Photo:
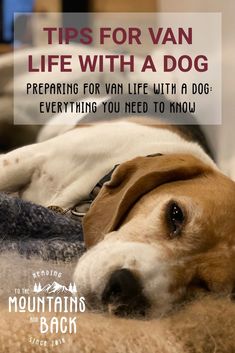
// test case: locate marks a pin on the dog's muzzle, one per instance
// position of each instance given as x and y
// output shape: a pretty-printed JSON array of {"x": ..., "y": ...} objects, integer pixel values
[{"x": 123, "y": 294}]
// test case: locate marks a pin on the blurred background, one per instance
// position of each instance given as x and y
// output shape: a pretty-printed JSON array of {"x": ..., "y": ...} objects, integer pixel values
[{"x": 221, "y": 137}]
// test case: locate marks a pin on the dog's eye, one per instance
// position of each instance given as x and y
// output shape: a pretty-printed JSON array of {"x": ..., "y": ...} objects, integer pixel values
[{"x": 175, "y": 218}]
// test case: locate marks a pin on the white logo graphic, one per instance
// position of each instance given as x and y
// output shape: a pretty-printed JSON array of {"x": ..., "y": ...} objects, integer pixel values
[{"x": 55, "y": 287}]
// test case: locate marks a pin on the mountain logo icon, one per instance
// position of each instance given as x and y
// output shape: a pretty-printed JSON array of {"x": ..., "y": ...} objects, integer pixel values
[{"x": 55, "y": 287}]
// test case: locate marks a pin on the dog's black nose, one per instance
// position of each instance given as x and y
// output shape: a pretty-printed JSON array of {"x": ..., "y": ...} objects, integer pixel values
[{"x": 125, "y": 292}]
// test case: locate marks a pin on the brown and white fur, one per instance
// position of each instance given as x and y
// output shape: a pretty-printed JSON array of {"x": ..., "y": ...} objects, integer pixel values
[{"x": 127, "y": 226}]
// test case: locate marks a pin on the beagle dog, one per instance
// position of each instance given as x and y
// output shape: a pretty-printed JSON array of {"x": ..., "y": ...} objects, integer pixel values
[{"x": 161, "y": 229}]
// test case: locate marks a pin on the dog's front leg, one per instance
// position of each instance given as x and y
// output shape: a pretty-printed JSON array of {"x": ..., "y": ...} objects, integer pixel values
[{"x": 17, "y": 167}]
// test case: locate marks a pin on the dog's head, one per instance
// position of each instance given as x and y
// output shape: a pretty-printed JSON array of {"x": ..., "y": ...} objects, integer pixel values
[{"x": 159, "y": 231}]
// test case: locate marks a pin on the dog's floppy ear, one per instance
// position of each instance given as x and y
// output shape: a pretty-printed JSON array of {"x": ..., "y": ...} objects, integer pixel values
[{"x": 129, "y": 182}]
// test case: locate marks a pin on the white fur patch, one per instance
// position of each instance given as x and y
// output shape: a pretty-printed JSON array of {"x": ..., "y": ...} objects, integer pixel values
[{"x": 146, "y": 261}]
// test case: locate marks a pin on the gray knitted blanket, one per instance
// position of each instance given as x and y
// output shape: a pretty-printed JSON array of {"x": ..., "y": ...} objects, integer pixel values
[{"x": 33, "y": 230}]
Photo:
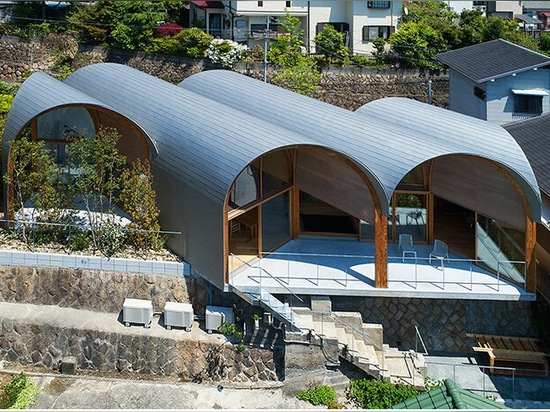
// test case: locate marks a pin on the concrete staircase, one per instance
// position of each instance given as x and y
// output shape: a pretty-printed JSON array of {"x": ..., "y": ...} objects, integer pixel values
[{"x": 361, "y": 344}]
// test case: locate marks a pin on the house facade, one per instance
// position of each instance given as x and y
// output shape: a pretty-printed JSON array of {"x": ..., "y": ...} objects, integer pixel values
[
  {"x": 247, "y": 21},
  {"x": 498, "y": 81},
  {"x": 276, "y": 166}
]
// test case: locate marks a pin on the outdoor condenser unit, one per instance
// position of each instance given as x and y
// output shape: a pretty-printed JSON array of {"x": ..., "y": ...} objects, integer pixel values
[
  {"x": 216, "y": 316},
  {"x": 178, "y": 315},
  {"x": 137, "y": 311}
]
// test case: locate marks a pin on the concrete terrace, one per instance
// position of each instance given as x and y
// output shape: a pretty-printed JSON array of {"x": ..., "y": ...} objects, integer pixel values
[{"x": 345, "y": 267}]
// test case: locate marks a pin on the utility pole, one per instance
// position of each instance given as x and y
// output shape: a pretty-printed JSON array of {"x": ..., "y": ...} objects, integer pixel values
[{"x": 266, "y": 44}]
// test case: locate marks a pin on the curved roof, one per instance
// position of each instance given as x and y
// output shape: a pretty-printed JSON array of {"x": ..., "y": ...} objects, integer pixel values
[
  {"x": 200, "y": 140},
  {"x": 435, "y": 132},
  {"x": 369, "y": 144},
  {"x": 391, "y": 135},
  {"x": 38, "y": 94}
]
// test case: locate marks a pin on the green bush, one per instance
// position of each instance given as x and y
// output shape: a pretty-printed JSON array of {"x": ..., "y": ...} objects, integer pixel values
########################################
_Goal:_
Change every "pin" to "marker" in the lines of the listing starting at the line that contains "pole, one per instance" and ending at the end of the listing, then give back only those lines with nothing else altered.

_Answer to the task:_
// test case: locate marks a marker on the utility pole, one per instance
// position of each instance given as x and y
// output shape: a pretty-printed JSON array of {"x": ..., "y": ...} objects, integer pixel values
[{"x": 266, "y": 44}]
// test case: locate marks a marker on the curved roof, one per instance
// position of each instance given as x and y
// output shape: a pretty-printed JSON array of {"x": ..., "y": ...} objects, integer pixel values
[
  {"x": 200, "y": 140},
  {"x": 435, "y": 132},
  {"x": 369, "y": 144},
  {"x": 391, "y": 135},
  {"x": 38, "y": 94}
]
// test case: locate marks a marker on the green bush, one per instance
// position of each instance given as x and y
// output shape: a pretty-printed JSON array of {"x": ..., "y": ...} objects, integer pixel values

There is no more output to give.